L'année des médias 2011
Atteintes à la vie privée, défiance, voire ennui... Ils sont de plus en plus nombreux à quitter les Facebook et autres Twitter. Qui sont les Greta Garbo du Web?

Les premiers symptômes sont apparus de manière insidieuse. «Le matin, je me levais, et je postais un billet sur mon blog. Ensuite, j'en faisais la promotion sur Twitter et Facebook. Puis, j'allais consulter les commentaires, j'y répondais scrupuleusement... L'engrenage de conversation permanente démarrait alors, et c'était parti pour la journée, voire la soirée... » Thierry Crouzet, auteur et spécialiste des nouvelles technologies, frémit en y repensant: «Je ne suis pas passé loin du burn-out. J'étais dans la compulsion, je commençais à développer des "tocs". Certes, je quittais mon écran pour pratiquer des activités sportives, mais uniquement afin d'être plus performant sur le réseau... Une vraie perversion.»

 

Un jour, Thierry Crouzet, encouragé en cela par son épouse, décide d'appuyer sur la touche «Escape». Une retraite de six mois, loin des blogs, loin de Facebook, loin de Twitter, loin de la boîte mail, démarre. Crouzet en profite pour écrire un livre: J'ai débranché: comment revivre sans Internet après une overdose (à sortir le 18 janvier, Éditions Fayard). Aujourd'hui, il n'a pas replongé. «Lorsque je me suis reconnecté sur les réseaux sociaux, j'ai eu l'impression que les autres continuaient à tourner en rond dans la même cour de récréation...»

 

Les réseaux sociaux ne se font pas que des amis. Sans aller jusqu'à la nausée, c'est une lassitude grandissante qui pousse les internautes à quitter les réseaux sociaux. Selon une étude de Lightspeed Search, 10,5% des inscrits en France ont décidé de faire une croix sur Facebook en 2011. Les causes du désamour sont comparables à celles d'une rupture amoureuse ou amicale «IRL» («in real life», dans la vraie vie): l'ennui est invoqué par 43% des 1 011 personnes interrogées. Par ailleurs, l'étude révèle qu'au-delà de Facebook, 42% des personnes interrogées ont considérablement réduit le temps consacré aux réseaux sociaux et sites de microblogging, qu'il s'agisse de Twitter ou encore du vétéran français Copains d'avant.

________________________________________

### Consigne A
Indiquez le nombre de lignes du listing ci-dessous qui contiennent la chaîne « tree ». Donnez seulement ce nombre.

Étiquettes de points d'objets:
________________________________________

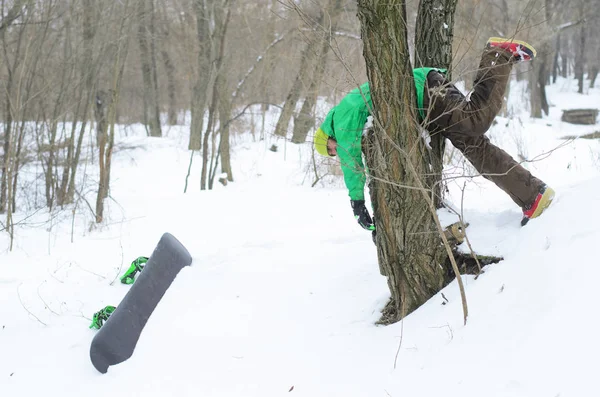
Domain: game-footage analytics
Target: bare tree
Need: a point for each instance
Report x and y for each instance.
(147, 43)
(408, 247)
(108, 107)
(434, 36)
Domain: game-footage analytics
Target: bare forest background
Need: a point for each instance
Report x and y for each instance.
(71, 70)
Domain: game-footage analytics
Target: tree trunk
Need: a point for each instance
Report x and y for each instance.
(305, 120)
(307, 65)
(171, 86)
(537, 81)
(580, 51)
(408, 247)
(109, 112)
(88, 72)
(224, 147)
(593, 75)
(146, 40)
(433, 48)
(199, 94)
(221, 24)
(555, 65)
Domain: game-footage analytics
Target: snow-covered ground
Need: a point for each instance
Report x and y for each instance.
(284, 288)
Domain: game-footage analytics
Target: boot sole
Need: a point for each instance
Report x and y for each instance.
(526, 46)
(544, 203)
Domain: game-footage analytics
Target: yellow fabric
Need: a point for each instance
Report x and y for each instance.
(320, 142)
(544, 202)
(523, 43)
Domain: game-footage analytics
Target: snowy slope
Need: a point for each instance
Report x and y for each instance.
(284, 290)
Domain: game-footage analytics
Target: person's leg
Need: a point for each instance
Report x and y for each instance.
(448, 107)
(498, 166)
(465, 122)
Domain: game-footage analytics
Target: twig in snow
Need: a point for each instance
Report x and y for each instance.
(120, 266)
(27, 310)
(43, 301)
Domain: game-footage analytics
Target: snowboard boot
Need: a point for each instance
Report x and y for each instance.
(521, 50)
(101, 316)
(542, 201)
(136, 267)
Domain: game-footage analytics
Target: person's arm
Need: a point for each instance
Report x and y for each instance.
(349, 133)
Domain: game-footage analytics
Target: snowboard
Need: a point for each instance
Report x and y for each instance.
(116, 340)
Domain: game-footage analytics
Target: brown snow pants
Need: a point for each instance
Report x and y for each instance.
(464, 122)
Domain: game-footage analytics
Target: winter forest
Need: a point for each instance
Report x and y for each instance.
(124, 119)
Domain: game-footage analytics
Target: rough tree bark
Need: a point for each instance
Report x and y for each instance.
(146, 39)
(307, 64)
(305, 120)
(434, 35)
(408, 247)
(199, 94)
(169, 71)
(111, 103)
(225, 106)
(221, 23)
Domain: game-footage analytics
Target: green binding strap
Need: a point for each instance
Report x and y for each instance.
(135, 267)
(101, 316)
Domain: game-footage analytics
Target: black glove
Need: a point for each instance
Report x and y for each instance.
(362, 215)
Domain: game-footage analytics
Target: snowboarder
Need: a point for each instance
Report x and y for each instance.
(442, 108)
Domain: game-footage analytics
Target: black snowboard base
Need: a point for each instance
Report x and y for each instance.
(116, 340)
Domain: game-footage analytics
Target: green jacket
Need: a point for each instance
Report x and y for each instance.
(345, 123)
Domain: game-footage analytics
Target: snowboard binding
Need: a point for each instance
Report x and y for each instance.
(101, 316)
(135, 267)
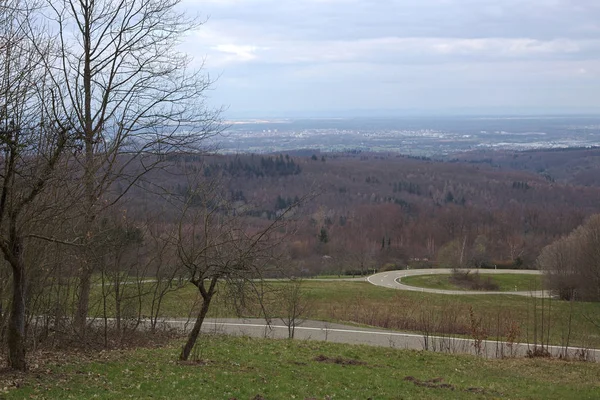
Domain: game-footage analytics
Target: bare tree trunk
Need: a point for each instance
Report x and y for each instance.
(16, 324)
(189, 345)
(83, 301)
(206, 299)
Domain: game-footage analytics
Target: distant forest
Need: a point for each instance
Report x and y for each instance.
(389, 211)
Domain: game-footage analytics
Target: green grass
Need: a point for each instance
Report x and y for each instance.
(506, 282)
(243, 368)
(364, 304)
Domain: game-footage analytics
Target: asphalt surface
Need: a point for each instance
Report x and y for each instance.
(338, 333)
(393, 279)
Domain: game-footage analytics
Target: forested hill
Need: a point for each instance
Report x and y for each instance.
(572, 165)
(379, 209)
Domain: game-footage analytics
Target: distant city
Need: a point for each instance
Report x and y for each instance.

________________________________________

### Consigne B
Répondez à ces questions d'après le texte proposé :
(i) Combien de temps dure la retraite de Thierry Crouzet loin des blogs, de Facebook, de Twitter et de la boîte mail ?
(ii) Selon l'étude de Lightspeed Search, quelle part des inscrits en France a décidé de quitter Facebook en 2011 ?
(iii) Quelle cause est invoquée par 43 % des personnes interrogées ?

### Corrigé A
4

### Corrigé B
(i) Six mois.
(ii) 10,5 %.
(iii) L'ennui.